◆ Directions for this task:
Rewrite everything from the start of the material down to the line containing "[[617,406],[621,409],[630,408],[630,387],[618,387]]", substituting "bright window" for "lit window" and changing nothing else. Leave the pictures out.

◆ Data to process:
::::
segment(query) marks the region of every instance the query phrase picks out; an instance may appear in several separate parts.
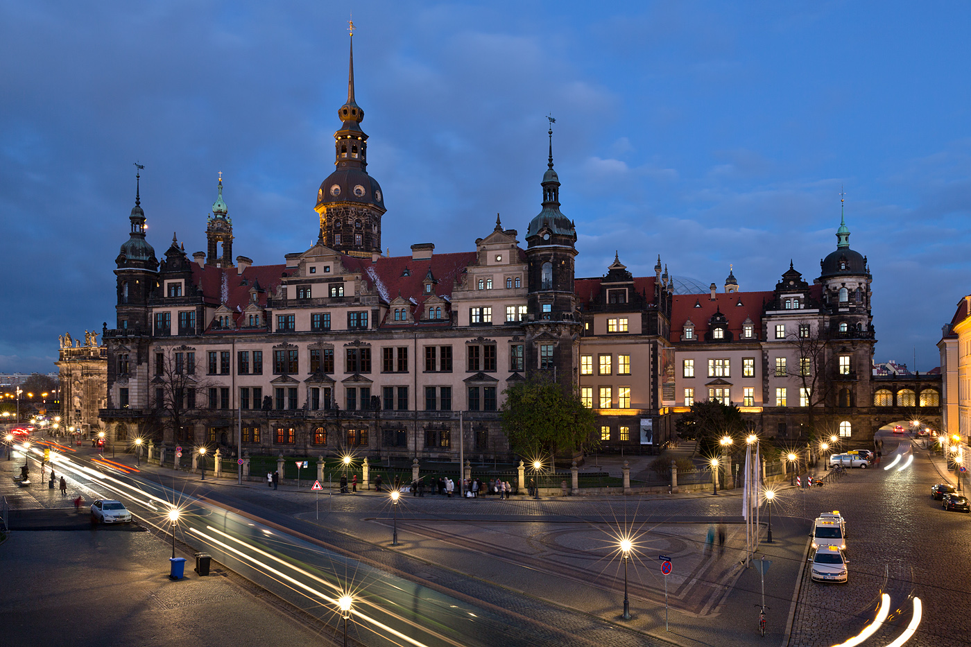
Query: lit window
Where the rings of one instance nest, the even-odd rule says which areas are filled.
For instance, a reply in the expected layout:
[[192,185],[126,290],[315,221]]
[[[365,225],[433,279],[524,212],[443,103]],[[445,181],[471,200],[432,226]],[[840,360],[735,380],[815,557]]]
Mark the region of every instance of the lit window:
[[617,406],[621,409],[630,408],[630,387],[618,387]]
[[580,388],[580,401],[587,409],[593,408],[593,387]]
[[610,387],[600,387],[600,408],[610,409],[613,399],[613,390]]
[[685,359],[682,375],[684,377],[694,377],[694,359]]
::::
◆ Final result:
segment(query) marks the region of every instance the query phrase picks out; an instance may appear in several separate parts.
Query: bright window
Where the rings of one instance nest, the even-odd rule says which areas are filled.
For instance, a reply in the expected layout:
[[192,185],[126,290],[315,221]]
[[[365,225],[433,279],[524,212],[443,103]],[[445,181],[471,200],[432,226]],[[840,360],[735,380],[815,557]]]
Mark the region of every instance of the bright window:
[[617,406],[621,409],[630,408],[630,387],[618,387]]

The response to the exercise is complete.